_GIVEN EXERCISE:_
Copy the data from the line with "Find every occurrence of black" to the line with "105,0 -> 118,15", both included, requests and all. Shift every bounding-box coordinate in the answers by -116, and leave the requests and their format samples unchanged.

_RAW DATA:_
* * * * *

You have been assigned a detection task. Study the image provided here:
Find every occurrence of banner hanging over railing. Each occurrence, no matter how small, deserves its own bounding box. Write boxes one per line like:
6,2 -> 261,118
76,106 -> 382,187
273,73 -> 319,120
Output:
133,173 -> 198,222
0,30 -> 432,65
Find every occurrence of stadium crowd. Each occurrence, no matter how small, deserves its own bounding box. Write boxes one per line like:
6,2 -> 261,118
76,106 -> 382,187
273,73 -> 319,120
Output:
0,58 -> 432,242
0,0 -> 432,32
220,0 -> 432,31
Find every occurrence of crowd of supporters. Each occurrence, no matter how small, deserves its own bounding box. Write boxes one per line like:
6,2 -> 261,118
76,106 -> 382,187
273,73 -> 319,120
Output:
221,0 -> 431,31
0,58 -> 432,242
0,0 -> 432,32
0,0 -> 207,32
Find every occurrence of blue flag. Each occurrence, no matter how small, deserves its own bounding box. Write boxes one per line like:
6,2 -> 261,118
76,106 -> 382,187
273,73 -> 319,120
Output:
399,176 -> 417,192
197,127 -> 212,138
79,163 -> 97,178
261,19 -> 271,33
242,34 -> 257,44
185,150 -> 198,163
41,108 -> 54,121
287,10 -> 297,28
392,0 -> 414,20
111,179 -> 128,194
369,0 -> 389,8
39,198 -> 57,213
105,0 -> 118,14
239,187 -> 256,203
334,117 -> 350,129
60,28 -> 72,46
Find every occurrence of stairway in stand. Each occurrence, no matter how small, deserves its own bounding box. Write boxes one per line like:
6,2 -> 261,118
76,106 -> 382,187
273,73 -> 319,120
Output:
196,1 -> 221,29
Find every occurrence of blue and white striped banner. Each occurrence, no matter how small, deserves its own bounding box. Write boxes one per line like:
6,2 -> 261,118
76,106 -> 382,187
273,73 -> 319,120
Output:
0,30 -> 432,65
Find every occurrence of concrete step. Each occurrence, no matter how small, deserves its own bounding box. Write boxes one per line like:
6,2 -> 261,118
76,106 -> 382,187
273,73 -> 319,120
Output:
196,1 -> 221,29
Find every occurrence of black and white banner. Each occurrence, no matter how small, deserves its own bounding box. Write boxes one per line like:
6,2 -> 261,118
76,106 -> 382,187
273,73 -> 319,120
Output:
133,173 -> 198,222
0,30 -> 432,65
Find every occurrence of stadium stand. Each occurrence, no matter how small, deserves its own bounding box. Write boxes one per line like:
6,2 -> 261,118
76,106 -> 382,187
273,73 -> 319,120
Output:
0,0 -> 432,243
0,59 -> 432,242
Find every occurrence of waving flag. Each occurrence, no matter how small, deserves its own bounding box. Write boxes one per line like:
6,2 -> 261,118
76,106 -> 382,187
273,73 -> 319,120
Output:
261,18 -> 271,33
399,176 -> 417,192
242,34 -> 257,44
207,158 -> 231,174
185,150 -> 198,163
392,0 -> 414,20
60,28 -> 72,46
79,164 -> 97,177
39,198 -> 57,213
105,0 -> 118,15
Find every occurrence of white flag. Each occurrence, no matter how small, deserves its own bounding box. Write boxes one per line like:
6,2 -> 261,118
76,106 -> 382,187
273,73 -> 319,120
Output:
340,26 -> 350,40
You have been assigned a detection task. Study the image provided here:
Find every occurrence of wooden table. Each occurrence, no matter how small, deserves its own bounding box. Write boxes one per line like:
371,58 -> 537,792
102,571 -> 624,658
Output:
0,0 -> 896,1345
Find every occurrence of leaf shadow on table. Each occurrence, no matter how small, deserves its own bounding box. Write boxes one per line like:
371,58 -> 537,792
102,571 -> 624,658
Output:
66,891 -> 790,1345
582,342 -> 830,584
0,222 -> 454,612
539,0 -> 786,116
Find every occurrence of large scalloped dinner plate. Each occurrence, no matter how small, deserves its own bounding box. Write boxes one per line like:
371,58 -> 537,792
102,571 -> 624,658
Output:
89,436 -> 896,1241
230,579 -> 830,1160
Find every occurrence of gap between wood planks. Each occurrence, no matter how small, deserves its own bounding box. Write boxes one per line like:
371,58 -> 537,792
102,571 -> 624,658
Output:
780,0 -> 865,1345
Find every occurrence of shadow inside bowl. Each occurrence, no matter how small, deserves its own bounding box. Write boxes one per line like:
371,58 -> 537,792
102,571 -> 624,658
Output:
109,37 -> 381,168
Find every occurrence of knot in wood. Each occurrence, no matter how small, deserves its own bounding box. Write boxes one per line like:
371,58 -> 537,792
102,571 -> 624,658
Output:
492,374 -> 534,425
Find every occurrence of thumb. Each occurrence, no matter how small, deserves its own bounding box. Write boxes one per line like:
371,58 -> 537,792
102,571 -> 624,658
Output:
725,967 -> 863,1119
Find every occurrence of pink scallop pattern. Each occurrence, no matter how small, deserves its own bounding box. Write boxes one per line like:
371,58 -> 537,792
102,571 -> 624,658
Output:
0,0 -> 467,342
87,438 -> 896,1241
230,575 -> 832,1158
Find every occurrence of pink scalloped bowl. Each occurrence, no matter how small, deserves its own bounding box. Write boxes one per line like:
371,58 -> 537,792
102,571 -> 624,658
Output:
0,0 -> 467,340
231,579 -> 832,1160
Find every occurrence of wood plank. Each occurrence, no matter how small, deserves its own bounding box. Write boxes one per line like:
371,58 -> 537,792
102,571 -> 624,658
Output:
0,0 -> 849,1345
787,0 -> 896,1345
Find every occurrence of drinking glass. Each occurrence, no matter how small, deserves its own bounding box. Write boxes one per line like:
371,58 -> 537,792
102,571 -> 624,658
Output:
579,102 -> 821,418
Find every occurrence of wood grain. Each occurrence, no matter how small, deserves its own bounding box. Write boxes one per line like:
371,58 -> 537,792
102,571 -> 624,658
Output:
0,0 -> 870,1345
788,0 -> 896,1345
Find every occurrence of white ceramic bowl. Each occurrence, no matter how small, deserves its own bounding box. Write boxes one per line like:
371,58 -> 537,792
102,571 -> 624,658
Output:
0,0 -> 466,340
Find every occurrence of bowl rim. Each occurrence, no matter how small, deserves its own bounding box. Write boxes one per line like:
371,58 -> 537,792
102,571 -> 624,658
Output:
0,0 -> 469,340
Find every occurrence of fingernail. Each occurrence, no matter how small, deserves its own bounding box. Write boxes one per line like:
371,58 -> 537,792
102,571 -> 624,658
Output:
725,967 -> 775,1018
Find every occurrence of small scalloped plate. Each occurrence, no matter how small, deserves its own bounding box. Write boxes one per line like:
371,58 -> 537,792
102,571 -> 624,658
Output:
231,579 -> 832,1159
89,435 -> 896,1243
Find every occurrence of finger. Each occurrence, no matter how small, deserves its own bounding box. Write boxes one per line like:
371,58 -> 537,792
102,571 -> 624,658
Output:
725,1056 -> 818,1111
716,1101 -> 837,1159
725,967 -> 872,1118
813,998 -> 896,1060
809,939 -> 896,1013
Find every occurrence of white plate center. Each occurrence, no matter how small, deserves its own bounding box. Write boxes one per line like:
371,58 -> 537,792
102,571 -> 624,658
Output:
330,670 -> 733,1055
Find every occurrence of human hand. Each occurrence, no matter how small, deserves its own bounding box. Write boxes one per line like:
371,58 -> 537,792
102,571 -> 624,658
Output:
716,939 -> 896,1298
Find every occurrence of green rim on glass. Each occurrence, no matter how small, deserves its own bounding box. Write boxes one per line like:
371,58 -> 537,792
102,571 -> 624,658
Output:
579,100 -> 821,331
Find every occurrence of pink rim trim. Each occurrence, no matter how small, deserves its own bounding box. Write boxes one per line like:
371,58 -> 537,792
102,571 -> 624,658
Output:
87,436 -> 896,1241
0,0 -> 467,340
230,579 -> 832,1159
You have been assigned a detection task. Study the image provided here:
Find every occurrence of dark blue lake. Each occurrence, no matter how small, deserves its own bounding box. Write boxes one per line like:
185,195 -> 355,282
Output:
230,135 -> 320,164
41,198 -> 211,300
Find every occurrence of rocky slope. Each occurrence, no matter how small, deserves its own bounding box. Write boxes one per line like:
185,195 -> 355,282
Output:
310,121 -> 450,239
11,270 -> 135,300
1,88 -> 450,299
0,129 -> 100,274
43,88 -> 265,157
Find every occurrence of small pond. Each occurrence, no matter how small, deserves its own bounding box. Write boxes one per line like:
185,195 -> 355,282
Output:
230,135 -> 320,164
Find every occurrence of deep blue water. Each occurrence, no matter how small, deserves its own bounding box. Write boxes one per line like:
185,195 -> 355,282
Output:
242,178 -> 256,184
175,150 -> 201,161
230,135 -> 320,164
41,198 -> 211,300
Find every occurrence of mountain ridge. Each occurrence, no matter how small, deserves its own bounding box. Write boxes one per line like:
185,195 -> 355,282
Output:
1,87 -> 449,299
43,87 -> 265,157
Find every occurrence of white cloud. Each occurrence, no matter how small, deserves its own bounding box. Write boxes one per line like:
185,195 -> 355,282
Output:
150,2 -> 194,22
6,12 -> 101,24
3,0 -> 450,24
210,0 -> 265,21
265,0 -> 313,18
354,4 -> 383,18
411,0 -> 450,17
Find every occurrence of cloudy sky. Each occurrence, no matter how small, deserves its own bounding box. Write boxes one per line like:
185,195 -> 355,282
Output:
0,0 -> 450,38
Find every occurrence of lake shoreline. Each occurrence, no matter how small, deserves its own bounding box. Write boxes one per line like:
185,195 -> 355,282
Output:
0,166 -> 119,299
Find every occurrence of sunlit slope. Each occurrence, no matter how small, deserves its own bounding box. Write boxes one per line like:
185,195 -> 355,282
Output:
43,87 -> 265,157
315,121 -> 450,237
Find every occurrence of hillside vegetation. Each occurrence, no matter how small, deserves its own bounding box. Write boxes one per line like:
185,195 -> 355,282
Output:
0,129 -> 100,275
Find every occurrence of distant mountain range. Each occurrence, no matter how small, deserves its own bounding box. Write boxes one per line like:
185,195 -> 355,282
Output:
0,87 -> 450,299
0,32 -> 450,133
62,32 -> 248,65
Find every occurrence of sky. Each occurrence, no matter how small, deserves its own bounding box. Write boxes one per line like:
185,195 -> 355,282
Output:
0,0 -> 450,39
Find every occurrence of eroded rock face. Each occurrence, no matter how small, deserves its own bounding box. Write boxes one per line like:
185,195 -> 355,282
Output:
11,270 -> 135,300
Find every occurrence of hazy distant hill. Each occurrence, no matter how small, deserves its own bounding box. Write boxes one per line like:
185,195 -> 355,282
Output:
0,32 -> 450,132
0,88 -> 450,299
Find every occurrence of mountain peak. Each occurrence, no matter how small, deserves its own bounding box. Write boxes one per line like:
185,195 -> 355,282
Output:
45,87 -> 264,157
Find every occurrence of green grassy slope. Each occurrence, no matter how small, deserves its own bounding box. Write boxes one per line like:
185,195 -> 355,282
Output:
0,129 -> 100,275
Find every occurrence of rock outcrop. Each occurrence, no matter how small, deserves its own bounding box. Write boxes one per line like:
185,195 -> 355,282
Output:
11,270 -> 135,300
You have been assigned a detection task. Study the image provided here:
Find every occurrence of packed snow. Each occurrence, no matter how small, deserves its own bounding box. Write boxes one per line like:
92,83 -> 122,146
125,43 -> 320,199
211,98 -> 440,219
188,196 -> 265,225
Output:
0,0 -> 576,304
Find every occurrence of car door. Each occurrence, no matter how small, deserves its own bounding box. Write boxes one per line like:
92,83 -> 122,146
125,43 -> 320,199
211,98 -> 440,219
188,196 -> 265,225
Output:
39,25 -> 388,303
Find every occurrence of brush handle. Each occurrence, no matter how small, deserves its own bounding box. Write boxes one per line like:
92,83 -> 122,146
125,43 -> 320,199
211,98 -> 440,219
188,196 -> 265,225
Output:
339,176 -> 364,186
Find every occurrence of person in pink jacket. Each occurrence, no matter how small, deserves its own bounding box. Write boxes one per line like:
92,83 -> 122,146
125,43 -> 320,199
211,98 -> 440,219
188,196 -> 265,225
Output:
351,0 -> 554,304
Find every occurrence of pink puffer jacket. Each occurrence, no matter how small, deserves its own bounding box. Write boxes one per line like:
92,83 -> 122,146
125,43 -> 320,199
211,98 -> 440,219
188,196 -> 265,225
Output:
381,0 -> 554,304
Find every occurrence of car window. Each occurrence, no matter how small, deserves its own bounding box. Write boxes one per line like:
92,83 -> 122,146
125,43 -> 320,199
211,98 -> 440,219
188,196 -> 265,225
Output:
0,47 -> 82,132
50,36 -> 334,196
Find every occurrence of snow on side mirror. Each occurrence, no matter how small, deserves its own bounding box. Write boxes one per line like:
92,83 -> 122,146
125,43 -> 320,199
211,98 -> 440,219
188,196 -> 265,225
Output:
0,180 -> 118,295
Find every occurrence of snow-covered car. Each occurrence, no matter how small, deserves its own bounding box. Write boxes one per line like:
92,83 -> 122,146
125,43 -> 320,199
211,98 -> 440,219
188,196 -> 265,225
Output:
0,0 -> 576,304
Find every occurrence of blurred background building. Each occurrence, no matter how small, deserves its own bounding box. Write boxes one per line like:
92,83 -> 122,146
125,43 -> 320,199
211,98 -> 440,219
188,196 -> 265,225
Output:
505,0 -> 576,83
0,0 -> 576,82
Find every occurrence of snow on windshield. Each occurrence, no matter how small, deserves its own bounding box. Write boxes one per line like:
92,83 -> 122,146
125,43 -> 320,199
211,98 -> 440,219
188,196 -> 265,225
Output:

* * * * *

_TASK ANSWER:_
Find every occurrence of black and white banner. Each occurrence, no matter how small, deserves its own bounding box. Write boxes one per line like:
6,2 -> 261,118
76,106 -> 382,187
273,73 -> 319,120
Output:
17,57 -> 82,106
-116,-86 -> 316,-51
Find every occurrence of stadium stand. Each occurrence, no matter how small, deserves its own bounding box. Write boxes one per line like:
6,2 -> 261,118
76,106 -> 382,187
273,73 -> 319,120
Output:
-116,-116 -> 316,127
-116,-57 -> 316,126
Find every occurrence of waving flag. Each occurrence, no matter how small, deserves its own bounding box. Write boxes one per line like:
6,2 -> 261,118
76,106 -> 382,187
273,73 -> 319,120
Output:
145,-98 -> 155,-83
283,60 -> 301,76
126,-82 -> 141,-72
91,42 -> 115,58
69,34 -> 82,47
276,-116 -> 298,-96
-56,-88 -> -44,-70
-37,48 -> -19,61
-77,82 -> -59,97
-11,-116 -> 2,-101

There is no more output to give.